> **CONSIGNE**: D'après l'extrait sur le vote RN dans les villages de la Mayenne, quel pourcentage des suffrages la candidate FN a-t-elle obtenu à Saint-Léger-en-Charnie lors de l'élection de 2017 ?

Malgré une qualité de vie bien supérieure à leurs homologues des villes, – où la pollution, le bruit et la promiscuité peuvent gêner dans la vie quotidienne – et loin de celles et ceux que le Rassemblement national voudrait éloigner de l’hexagone, les petits espaces territoriales loin des agglomérations, comme les villages en milieu rural se tournent, eux-aussi, vers le vote Rassemblement national. C’était déjà le cas pour l’élection de 2017 où le village de Saint-Léger-en-Charnie avait battu le record du village au vote le plus brun de la Mayenne avec un vote record de 53,33% des suffrages pour la candidate FN. Et un taux de vote blanc de près de 7 %. A cette occasion, leglob-journal s’interrogeait déjà sur cette envie de « se tourner vers un parti qui fait son lit sur la haine de l’autre, l’anti-Europe et le repli sur soi » .

Un village en Mayenne, Saint-Léger-en-Charnie où en 2017 « il n’y a pas de chômeur, et pas d’étranger ! » analysait pour leglob-journal une habitante et présidente de l’association de sauvegarde du patrimoine.

En 2022, ce sont aussi des villages. A La Rouaudière, par exemple, où la sénatrice UDI Elisabeth Doineau a été maire de 1995 à 2008 1995, 84 voix se sont portées sur la candidate du RN qui a obtenu 52,50 % des suffrages. Emmanuel Macron, pour qui l’élue mayennaise a appelé à voter avec insistance, il n’a recueilli que 47,50 % des voix… D’une élection à l’autre, Marine Le Pen fait, c’est à souligner, un bon de 20 points, puisqu’elle avait été créditée au premier tour de 2022 de 31, 95% des suffrages.

Autre exemple parmi les trente-sept communes, au total, où le vote brun est arrivé en tête, le village de Lignières-Orgères dans le nord du département. Là, Marine Le Pen a séduit à 56,06 %, 236 votants quand Emmanuel Macron et La République en marche avec 43,94 % ont agrégé sur son programme seulement 185 personnes.


Vote refuge ?

> **Extrait d'un fichier de données**:
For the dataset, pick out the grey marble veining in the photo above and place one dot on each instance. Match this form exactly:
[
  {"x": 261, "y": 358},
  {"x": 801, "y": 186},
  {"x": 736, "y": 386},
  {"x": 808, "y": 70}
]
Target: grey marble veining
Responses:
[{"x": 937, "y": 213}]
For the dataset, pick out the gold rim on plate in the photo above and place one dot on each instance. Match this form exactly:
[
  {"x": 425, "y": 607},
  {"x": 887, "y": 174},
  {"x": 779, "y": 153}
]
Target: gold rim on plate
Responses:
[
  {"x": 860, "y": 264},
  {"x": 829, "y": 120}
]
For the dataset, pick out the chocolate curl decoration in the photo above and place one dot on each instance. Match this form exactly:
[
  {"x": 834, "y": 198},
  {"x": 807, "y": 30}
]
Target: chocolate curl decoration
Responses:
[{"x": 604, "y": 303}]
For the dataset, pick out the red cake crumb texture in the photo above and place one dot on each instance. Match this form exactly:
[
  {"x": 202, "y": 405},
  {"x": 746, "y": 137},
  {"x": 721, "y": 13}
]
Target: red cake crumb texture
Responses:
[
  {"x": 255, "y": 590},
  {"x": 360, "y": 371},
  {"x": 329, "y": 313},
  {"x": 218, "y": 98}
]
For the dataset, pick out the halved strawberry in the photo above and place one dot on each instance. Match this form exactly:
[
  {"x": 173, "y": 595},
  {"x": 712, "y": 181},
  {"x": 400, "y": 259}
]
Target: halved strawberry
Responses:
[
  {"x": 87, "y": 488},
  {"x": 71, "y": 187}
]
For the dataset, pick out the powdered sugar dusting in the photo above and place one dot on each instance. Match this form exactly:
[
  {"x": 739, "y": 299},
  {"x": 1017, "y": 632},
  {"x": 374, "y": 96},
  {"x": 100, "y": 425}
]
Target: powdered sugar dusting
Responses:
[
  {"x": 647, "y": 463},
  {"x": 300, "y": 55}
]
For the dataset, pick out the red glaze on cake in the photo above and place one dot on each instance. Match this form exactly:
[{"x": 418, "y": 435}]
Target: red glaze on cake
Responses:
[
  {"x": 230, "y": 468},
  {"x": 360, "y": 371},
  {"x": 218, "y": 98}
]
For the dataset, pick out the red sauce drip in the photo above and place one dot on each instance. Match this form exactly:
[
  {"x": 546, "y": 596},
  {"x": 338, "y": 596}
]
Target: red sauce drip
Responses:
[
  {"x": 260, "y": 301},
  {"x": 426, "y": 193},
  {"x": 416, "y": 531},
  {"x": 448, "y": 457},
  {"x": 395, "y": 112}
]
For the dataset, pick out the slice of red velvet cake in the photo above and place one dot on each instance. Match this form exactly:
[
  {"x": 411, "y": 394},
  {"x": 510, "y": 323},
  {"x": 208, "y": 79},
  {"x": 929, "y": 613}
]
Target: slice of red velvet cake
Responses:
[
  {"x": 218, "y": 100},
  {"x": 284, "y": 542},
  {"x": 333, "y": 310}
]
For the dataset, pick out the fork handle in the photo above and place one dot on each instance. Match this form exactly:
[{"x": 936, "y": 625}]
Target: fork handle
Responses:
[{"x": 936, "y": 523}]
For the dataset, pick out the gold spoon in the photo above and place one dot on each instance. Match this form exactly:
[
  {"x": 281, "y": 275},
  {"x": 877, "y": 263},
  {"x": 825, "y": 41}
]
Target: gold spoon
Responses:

> **RÉSULTAT**: 53,33 % des suffrages.